Pointing dataset records:
## Start
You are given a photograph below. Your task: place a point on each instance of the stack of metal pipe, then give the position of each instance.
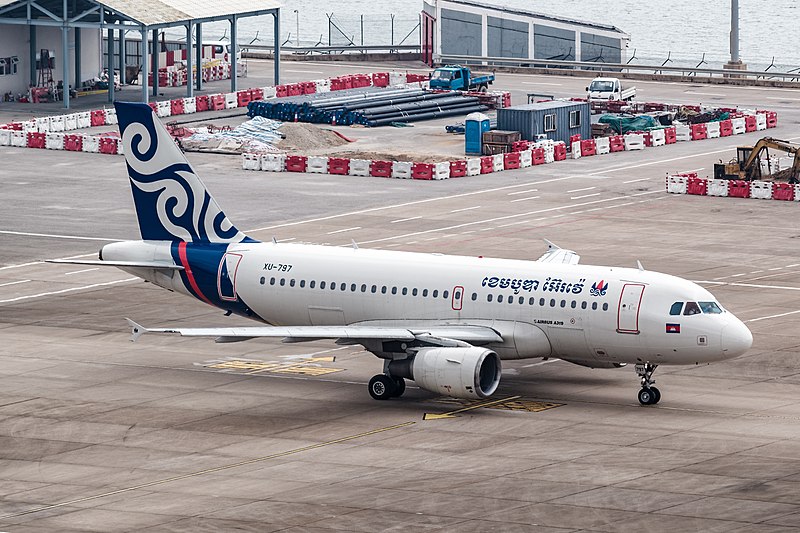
(371, 106)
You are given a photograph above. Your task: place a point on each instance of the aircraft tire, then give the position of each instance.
(382, 387)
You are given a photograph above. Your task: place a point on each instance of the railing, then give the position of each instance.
(615, 67)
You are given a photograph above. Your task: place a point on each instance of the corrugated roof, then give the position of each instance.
(151, 12)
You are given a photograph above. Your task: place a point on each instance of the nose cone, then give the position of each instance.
(736, 339)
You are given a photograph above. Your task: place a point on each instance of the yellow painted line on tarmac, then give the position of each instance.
(451, 414)
(208, 471)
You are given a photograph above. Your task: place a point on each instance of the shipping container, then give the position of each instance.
(554, 119)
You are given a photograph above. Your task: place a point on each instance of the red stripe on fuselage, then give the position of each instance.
(188, 271)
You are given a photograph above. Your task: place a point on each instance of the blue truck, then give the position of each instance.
(458, 78)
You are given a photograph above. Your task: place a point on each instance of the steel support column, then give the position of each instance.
(233, 53)
(199, 57)
(111, 47)
(189, 45)
(276, 17)
(145, 63)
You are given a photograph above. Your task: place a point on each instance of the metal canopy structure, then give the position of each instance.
(147, 17)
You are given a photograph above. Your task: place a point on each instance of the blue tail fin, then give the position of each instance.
(172, 204)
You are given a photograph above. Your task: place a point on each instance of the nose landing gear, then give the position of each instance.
(649, 395)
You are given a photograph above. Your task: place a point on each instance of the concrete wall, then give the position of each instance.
(15, 41)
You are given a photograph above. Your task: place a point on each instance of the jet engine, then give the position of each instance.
(467, 373)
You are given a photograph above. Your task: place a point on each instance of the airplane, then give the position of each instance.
(444, 321)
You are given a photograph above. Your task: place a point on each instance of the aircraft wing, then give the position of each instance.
(555, 254)
(344, 334)
(120, 264)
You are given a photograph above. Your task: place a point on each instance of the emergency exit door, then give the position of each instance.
(628, 312)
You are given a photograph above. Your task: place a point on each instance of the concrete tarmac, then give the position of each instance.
(175, 434)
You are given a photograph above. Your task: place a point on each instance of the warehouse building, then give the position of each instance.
(59, 43)
(466, 28)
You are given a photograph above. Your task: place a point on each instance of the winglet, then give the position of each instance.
(137, 330)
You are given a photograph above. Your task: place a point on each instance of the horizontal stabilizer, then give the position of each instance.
(119, 264)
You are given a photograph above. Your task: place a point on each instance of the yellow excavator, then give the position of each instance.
(747, 165)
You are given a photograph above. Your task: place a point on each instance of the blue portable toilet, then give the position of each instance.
(474, 126)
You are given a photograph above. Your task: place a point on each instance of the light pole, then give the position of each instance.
(297, 24)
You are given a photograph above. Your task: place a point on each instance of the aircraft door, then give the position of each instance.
(628, 311)
(226, 276)
(458, 297)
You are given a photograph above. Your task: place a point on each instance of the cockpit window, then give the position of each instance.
(691, 309)
(711, 308)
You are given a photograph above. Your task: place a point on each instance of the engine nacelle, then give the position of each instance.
(467, 373)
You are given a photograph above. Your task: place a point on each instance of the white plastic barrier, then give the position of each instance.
(473, 166)
(42, 124)
(71, 122)
(163, 109)
(190, 104)
(683, 132)
(634, 141)
(738, 126)
(323, 86)
(18, 138)
(658, 137)
(269, 92)
(273, 162)
(603, 145)
(359, 167)
(91, 143)
(231, 100)
(54, 141)
(441, 171)
(401, 170)
(84, 119)
(676, 184)
(575, 151)
(761, 190)
(57, 123)
(498, 163)
(317, 165)
(717, 188)
(251, 161)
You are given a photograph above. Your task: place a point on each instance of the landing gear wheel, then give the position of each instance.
(647, 397)
(657, 394)
(400, 387)
(382, 387)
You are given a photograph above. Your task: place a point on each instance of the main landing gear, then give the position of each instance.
(383, 387)
(649, 395)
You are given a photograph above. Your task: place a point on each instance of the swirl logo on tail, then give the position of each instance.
(172, 204)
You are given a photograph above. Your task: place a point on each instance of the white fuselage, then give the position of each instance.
(583, 313)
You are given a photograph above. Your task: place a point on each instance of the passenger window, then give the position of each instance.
(691, 309)
(711, 308)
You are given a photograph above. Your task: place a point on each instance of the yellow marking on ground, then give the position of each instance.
(476, 405)
(208, 471)
(305, 367)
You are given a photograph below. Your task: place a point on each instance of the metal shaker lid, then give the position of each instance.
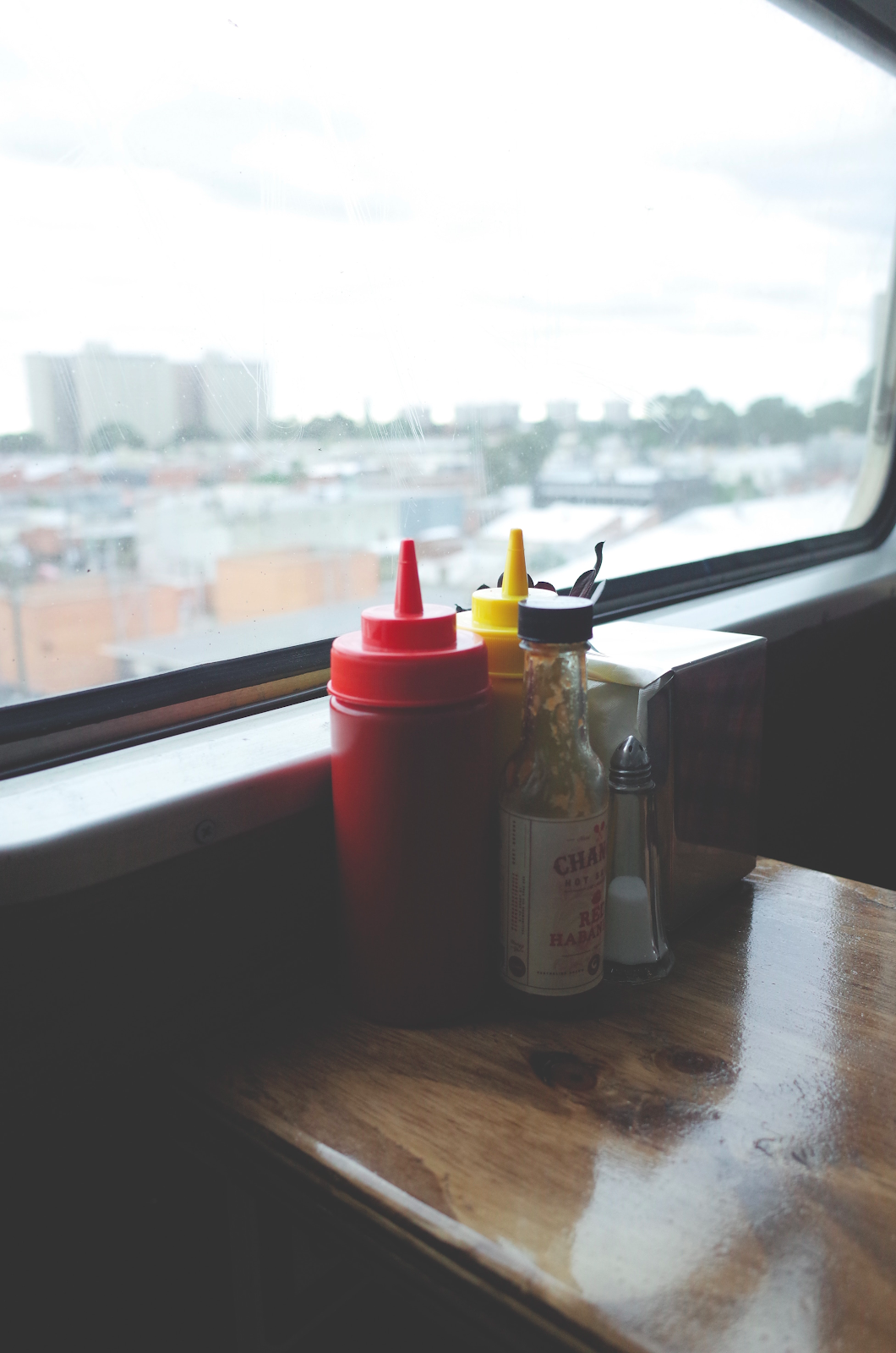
(631, 771)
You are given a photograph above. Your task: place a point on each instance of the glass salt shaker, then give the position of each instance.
(635, 949)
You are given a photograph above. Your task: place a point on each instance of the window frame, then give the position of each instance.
(47, 731)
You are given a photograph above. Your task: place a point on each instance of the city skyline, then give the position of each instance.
(546, 227)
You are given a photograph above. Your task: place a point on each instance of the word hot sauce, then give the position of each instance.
(410, 727)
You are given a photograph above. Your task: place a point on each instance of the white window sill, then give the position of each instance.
(72, 825)
(78, 824)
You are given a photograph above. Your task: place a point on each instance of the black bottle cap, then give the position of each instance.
(630, 769)
(549, 619)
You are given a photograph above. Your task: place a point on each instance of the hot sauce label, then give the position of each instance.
(553, 903)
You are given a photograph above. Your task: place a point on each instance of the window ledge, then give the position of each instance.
(72, 825)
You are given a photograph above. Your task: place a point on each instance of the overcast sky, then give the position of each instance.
(430, 205)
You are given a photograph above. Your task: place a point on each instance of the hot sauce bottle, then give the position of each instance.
(410, 728)
(553, 809)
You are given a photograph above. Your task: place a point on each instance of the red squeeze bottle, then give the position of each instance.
(410, 728)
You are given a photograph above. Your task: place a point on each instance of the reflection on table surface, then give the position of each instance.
(702, 1165)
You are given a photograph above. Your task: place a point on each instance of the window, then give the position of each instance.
(285, 283)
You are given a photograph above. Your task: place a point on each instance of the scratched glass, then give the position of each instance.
(286, 283)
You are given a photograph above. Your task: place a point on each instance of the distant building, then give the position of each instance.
(488, 417)
(565, 413)
(79, 401)
(616, 413)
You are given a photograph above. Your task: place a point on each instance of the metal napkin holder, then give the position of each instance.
(695, 698)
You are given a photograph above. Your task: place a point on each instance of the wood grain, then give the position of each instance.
(708, 1164)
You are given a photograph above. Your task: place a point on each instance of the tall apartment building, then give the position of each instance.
(74, 398)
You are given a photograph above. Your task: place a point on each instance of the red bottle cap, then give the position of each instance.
(410, 653)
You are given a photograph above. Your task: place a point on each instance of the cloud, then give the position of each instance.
(11, 67)
(849, 183)
(243, 151)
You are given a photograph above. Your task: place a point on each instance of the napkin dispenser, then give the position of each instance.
(695, 700)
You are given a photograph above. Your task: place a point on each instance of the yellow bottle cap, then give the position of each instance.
(495, 608)
(494, 613)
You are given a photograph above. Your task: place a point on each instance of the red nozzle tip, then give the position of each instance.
(407, 599)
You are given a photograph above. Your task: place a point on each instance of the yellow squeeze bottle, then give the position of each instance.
(494, 619)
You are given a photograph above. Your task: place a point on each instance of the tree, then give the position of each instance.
(773, 421)
(108, 436)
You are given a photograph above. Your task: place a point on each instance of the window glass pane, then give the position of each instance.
(285, 283)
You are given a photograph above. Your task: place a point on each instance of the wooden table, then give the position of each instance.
(709, 1164)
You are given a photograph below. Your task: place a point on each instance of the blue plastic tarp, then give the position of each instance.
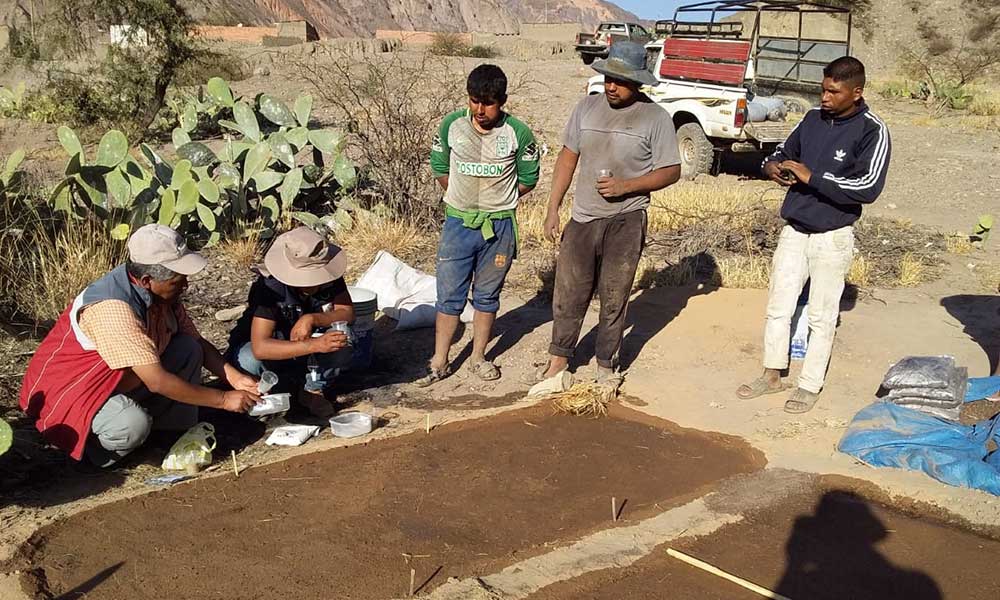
(887, 435)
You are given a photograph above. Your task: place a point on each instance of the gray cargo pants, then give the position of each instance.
(601, 255)
(126, 419)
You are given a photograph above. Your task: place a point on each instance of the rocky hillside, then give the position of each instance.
(363, 17)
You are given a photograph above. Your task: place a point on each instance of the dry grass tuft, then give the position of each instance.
(926, 121)
(585, 400)
(370, 233)
(63, 264)
(860, 273)
(688, 203)
(245, 251)
(744, 272)
(912, 271)
(959, 243)
(531, 220)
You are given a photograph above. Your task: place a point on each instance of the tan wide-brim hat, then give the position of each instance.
(303, 258)
(156, 244)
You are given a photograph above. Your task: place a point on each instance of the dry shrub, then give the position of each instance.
(449, 44)
(61, 264)
(391, 106)
(912, 271)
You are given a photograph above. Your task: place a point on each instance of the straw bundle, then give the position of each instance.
(585, 399)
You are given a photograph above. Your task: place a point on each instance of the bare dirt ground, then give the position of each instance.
(687, 349)
(827, 541)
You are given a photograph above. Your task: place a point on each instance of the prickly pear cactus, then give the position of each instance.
(6, 437)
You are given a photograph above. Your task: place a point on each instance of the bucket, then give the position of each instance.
(365, 306)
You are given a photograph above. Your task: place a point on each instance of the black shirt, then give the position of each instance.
(272, 300)
(848, 157)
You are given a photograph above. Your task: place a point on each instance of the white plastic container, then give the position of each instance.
(271, 404)
(351, 424)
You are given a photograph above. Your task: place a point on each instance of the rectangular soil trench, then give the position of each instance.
(828, 542)
(465, 500)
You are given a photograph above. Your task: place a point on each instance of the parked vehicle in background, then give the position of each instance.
(592, 46)
(742, 83)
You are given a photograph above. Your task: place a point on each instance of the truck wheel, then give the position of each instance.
(697, 153)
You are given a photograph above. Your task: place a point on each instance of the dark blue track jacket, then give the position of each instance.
(848, 157)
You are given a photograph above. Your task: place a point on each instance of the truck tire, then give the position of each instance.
(697, 153)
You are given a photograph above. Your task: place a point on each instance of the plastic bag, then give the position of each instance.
(953, 395)
(193, 451)
(404, 293)
(920, 372)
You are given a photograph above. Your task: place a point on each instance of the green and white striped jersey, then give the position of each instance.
(484, 169)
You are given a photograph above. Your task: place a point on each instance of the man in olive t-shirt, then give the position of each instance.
(624, 147)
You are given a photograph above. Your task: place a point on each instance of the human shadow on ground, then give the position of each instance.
(655, 307)
(832, 554)
(980, 317)
(82, 590)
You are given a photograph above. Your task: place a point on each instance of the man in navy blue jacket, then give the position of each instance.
(833, 163)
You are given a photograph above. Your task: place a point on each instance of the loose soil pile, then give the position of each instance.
(467, 499)
(826, 543)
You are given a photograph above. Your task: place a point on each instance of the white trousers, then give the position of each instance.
(823, 259)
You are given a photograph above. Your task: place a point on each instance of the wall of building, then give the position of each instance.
(251, 35)
(416, 37)
(551, 32)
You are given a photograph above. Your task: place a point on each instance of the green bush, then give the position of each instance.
(272, 167)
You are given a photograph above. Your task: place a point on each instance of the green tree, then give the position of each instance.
(138, 71)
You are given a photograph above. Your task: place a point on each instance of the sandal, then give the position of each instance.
(433, 376)
(485, 370)
(611, 380)
(800, 402)
(759, 387)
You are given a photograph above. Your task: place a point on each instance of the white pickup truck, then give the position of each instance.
(718, 100)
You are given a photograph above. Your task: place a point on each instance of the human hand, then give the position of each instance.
(239, 400)
(302, 328)
(801, 172)
(611, 187)
(551, 226)
(241, 381)
(330, 341)
(772, 170)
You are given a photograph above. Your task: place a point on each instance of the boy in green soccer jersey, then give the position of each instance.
(485, 160)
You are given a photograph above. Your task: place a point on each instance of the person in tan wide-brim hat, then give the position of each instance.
(125, 358)
(300, 293)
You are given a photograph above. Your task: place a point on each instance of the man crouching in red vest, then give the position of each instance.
(125, 358)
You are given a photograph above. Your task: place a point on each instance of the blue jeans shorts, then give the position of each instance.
(466, 260)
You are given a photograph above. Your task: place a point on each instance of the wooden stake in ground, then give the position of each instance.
(704, 566)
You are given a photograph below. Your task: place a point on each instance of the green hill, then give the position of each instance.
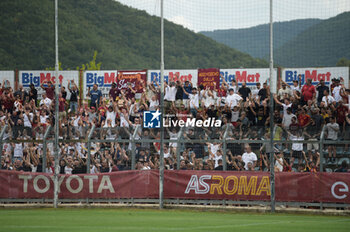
(297, 43)
(256, 40)
(321, 45)
(125, 38)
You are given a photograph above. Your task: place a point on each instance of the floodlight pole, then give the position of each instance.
(161, 155)
(272, 91)
(55, 199)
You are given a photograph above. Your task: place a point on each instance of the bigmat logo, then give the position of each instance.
(230, 185)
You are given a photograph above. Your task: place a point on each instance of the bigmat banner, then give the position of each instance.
(128, 184)
(174, 75)
(7, 78)
(250, 76)
(38, 77)
(207, 77)
(301, 187)
(103, 79)
(316, 74)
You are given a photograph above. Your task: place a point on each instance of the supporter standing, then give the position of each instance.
(244, 91)
(96, 96)
(308, 91)
(33, 94)
(50, 89)
(321, 87)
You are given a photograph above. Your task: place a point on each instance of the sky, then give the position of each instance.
(208, 15)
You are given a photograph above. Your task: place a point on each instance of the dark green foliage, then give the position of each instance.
(125, 38)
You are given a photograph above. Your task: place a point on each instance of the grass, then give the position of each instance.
(66, 220)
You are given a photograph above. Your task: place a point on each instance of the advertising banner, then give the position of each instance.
(316, 74)
(211, 185)
(132, 77)
(126, 184)
(174, 75)
(38, 77)
(103, 79)
(7, 79)
(207, 77)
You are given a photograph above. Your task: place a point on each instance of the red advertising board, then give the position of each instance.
(211, 185)
(132, 77)
(207, 77)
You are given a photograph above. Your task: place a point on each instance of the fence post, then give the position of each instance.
(44, 149)
(88, 161)
(1, 137)
(178, 149)
(224, 164)
(133, 150)
(321, 155)
(321, 148)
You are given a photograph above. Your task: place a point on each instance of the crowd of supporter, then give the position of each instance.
(300, 113)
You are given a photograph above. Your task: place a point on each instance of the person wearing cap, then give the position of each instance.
(263, 92)
(249, 157)
(244, 91)
(284, 92)
(233, 99)
(332, 134)
(96, 96)
(114, 92)
(336, 91)
(308, 91)
(321, 87)
(255, 92)
(74, 95)
(45, 100)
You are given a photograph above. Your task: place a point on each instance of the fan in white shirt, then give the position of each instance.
(170, 92)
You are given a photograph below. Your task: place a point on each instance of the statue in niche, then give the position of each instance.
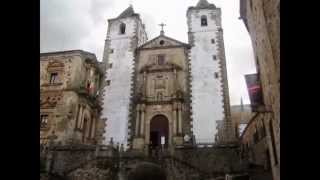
## End
• STATED TASK: Beginning with the line containing "supporter, then give the position of each instance." and ending with the last line of the material, output each line exactly; do not include pictures.

• TASK RESPONSE:
You are given a photograph above. Your task: place a point on each instance of the crowd of supporter, then give the position of each instance.
(300, 113)
You are given a photograph above. Your task: place a point on each instance of the person wearing cap, then give the position of each instance.
(263, 92)
(249, 157)
(244, 91)
(284, 92)
(233, 99)
(332, 134)
(96, 96)
(114, 92)
(336, 91)
(308, 91)
(321, 87)
(255, 92)
(74, 95)
(45, 100)
You are given a photograph above. Your task: place a point on each instance of the fan in white shirt, then give the position of each instance.
(170, 92)
You are given a photograph below. Your task: place a point on each instance of the statue in niche, then give the position of each instance.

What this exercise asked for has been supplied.